Source passage START
By: Sharon Franklin, Chief of Operations
In a recent article in Environmental Health News, Environmental injustice and disability: Where is the research?, it sites that one group remains largely ignored: disabled people, who make up more than 25% of the United States population. When descriptions of environmental justice are made, the EPA doesn’t even include a category for individuals with disabilities. While a recent study Unequal Proximity to Environmental Pollution: An Intersectional Analysis of People with Disabilities in Harris County, Texas suggests that disability status—especially in combination with race, ethnicity, and income—can determine the amount of environmental harm exposure, it doesn’t address the environmental harm and exposure for physically challenged individuals. When we compare similar other marginalized communities, these individuals are also forced to live in areas that disproportionately expose them to environmental hazards.
While environmental justice researchers have spent decades trying to document these inequalities, there are only a few studies focused on the disabled population. Jayajit Chakraborty, a professor at the University of Texas at El Paso, observed that in Houston, where “neighborhoods located near pollution sources—like Superfund sites and hazardous waste facilities—were home to a significantly higher proportion of disabled people compared to the rest of the city. In addition, race, ethnicity, and age all further amplified these inequalities—disabled people of color and those aged 75 years or older both lived in even closer proximity to polluted areas, likely decreasing their quality of life.” Conversely, expanding on this research will be difficult, as work like Professor Chakraborty’s is uncommon.
Source passage END
Recorded data START
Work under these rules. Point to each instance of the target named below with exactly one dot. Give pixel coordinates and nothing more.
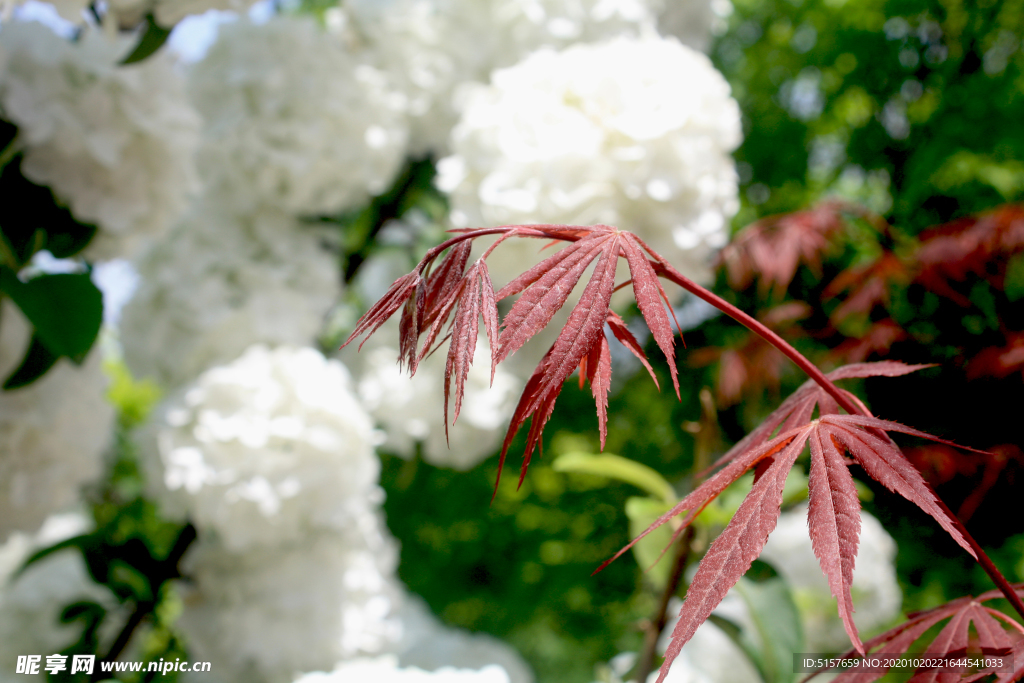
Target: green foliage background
(911, 108)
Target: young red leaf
(542, 299)
(397, 295)
(833, 510)
(952, 641)
(598, 366)
(626, 338)
(733, 551)
(463, 345)
(582, 331)
(834, 520)
(649, 294)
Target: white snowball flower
(428, 644)
(69, 10)
(431, 47)
(386, 670)
(53, 432)
(220, 283)
(691, 20)
(270, 612)
(266, 449)
(635, 133)
(31, 604)
(410, 411)
(877, 597)
(169, 12)
(117, 143)
(292, 120)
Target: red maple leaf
(977, 245)
(545, 289)
(834, 509)
(754, 366)
(953, 641)
(866, 286)
(428, 298)
(773, 247)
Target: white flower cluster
(52, 432)
(635, 133)
(117, 143)
(31, 604)
(386, 670)
(429, 48)
(428, 644)
(877, 596)
(168, 12)
(293, 121)
(220, 283)
(266, 613)
(692, 22)
(410, 410)
(271, 457)
(267, 449)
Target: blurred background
(199, 199)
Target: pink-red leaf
(542, 299)
(598, 363)
(399, 292)
(954, 640)
(733, 551)
(834, 520)
(623, 334)
(584, 329)
(649, 294)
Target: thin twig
(656, 625)
(706, 435)
(985, 561)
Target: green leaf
(32, 219)
(153, 39)
(66, 309)
(37, 360)
(615, 467)
(648, 552)
(1014, 283)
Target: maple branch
(985, 561)
(665, 268)
(656, 626)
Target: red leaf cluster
(754, 366)
(978, 245)
(429, 297)
(834, 512)
(954, 640)
(771, 249)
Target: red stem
(665, 268)
(759, 328)
(985, 561)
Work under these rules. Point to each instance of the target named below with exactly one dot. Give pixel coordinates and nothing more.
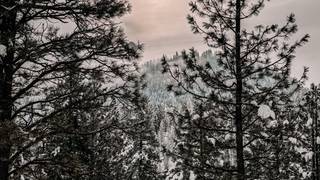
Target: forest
(80, 104)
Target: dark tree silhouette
(251, 74)
(34, 57)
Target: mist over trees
(75, 104)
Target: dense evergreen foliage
(75, 105)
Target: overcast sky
(162, 27)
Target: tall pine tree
(241, 93)
(34, 56)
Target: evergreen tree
(241, 95)
(34, 57)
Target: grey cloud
(162, 26)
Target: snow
(293, 140)
(3, 50)
(309, 122)
(56, 151)
(272, 124)
(308, 156)
(285, 122)
(265, 112)
(318, 140)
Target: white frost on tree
(3, 50)
(265, 112)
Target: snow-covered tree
(241, 95)
(34, 56)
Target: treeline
(74, 104)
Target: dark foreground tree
(34, 55)
(240, 92)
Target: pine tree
(241, 94)
(34, 56)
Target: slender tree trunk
(238, 113)
(7, 35)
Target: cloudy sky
(162, 26)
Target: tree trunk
(238, 113)
(7, 36)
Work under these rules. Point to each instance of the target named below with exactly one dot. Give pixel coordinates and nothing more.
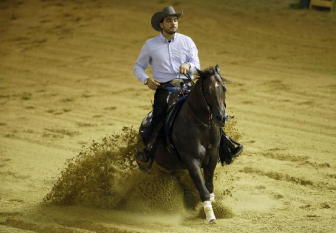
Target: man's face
(169, 24)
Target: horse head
(213, 89)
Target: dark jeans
(160, 107)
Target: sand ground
(66, 79)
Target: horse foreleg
(209, 171)
(194, 169)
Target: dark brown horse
(196, 135)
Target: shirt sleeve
(142, 63)
(193, 59)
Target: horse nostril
(219, 118)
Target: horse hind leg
(196, 175)
(208, 176)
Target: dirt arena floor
(66, 80)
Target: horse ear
(217, 68)
(199, 72)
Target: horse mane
(207, 73)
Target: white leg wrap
(212, 197)
(209, 214)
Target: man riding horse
(173, 58)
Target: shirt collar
(163, 39)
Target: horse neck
(197, 103)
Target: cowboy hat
(159, 16)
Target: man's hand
(152, 84)
(184, 68)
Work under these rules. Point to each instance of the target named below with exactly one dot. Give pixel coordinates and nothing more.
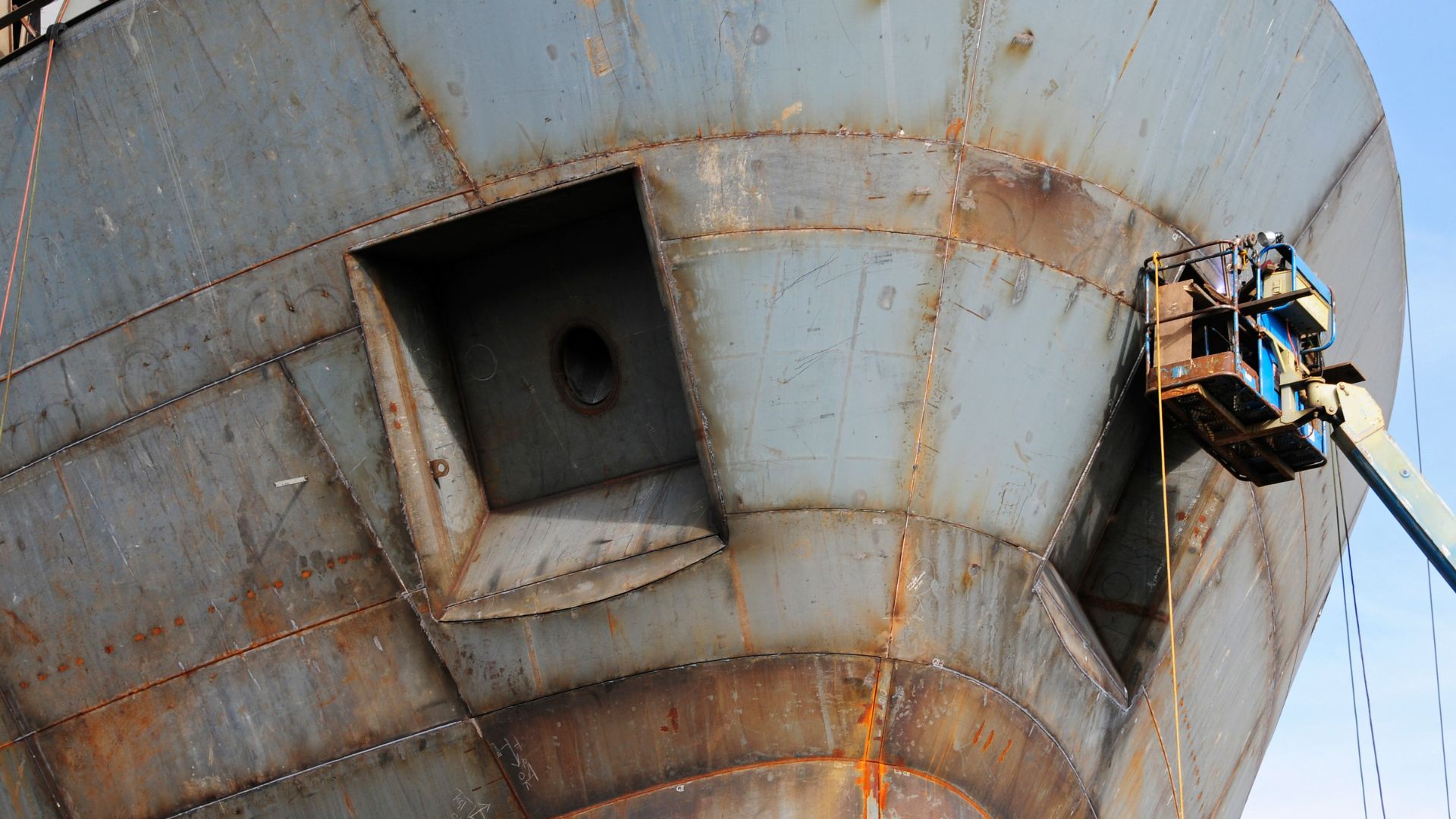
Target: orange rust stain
(868, 716)
(25, 630)
(740, 602)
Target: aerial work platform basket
(1239, 327)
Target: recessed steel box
(535, 403)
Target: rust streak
(1158, 732)
(191, 670)
(740, 602)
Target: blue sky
(1310, 767)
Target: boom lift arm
(1242, 327)
(1359, 431)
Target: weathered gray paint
(207, 167)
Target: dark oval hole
(585, 366)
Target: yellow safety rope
(22, 238)
(1168, 541)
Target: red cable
(30, 174)
(30, 177)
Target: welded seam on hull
(576, 573)
(319, 765)
(424, 104)
(177, 297)
(338, 471)
(36, 755)
(724, 551)
(672, 303)
(232, 654)
(1031, 717)
(1128, 698)
(1120, 297)
(478, 199)
(1097, 447)
(660, 787)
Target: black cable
(1430, 595)
(1343, 522)
(1354, 707)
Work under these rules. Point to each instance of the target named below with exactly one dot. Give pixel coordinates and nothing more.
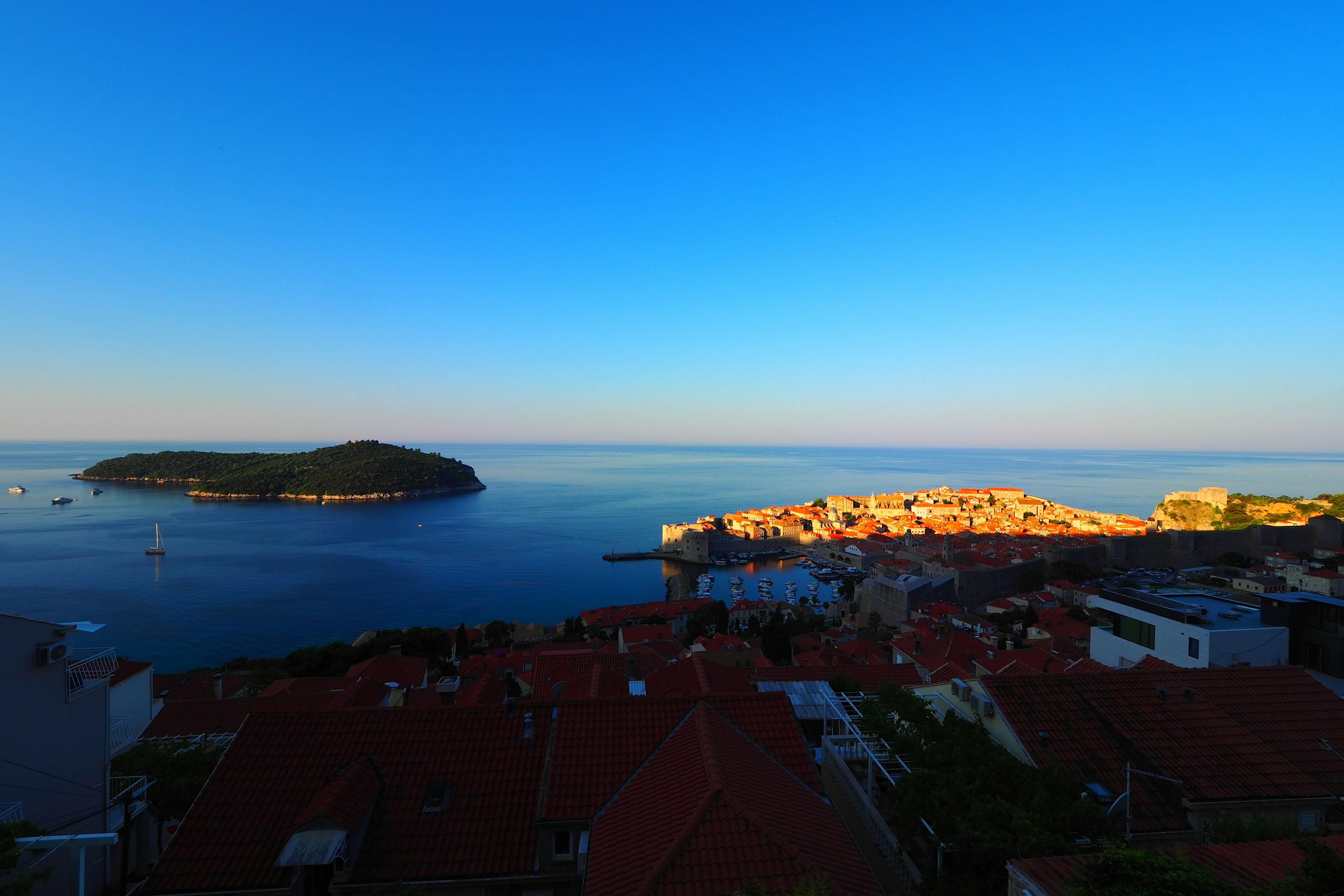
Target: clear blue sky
(992, 225)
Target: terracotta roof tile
(726, 816)
(1241, 734)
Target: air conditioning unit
(54, 652)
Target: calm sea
(260, 580)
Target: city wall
(1184, 548)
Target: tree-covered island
(355, 471)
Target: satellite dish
(1120, 806)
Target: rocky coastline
(324, 499)
(320, 499)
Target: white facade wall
(1264, 647)
(1257, 645)
(135, 698)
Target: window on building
(437, 794)
(1135, 632)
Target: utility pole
(1129, 794)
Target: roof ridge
(780, 841)
(766, 753)
(646, 761)
(670, 855)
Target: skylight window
(437, 794)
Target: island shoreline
(322, 499)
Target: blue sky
(978, 225)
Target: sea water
(264, 578)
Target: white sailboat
(159, 543)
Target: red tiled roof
(1246, 733)
(128, 668)
(197, 686)
(554, 668)
(298, 687)
(600, 743)
(191, 718)
(487, 691)
(635, 635)
(1152, 663)
(726, 816)
(347, 796)
(870, 678)
(863, 651)
(1242, 864)
(279, 763)
(597, 681)
(409, 672)
(826, 657)
(695, 676)
(1088, 664)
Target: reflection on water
(261, 578)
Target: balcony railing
(86, 668)
(127, 798)
(121, 734)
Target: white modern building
(1183, 626)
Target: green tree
(843, 683)
(775, 640)
(1078, 613)
(572, 632)
(707, 617)
(1320, 874)
(499, 633)
(807, 887)
(1132, 872)
(986, 805)
(22, 883)
(179, 774)
(1031, 581)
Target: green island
(357, 471)
(1248, 510)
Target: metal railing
(186, 742)
(126, 797)
(88, 668)
(121, 734)
(835, 751)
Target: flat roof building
Recorded data END
- Aim of the task: In the passage on environmental injustice and disability, translate this sentence into Spanish: "While environmental justice researchers have spent decades trying to document these inequalities, there are only a few studies focused on the disabled population."

- Answer box: Si bien los investigadores de la justicia ambiental han pasado décadas intentando documentar estas desigualdades, solo hay unos pocos estudios centrados en la población con discapacidad.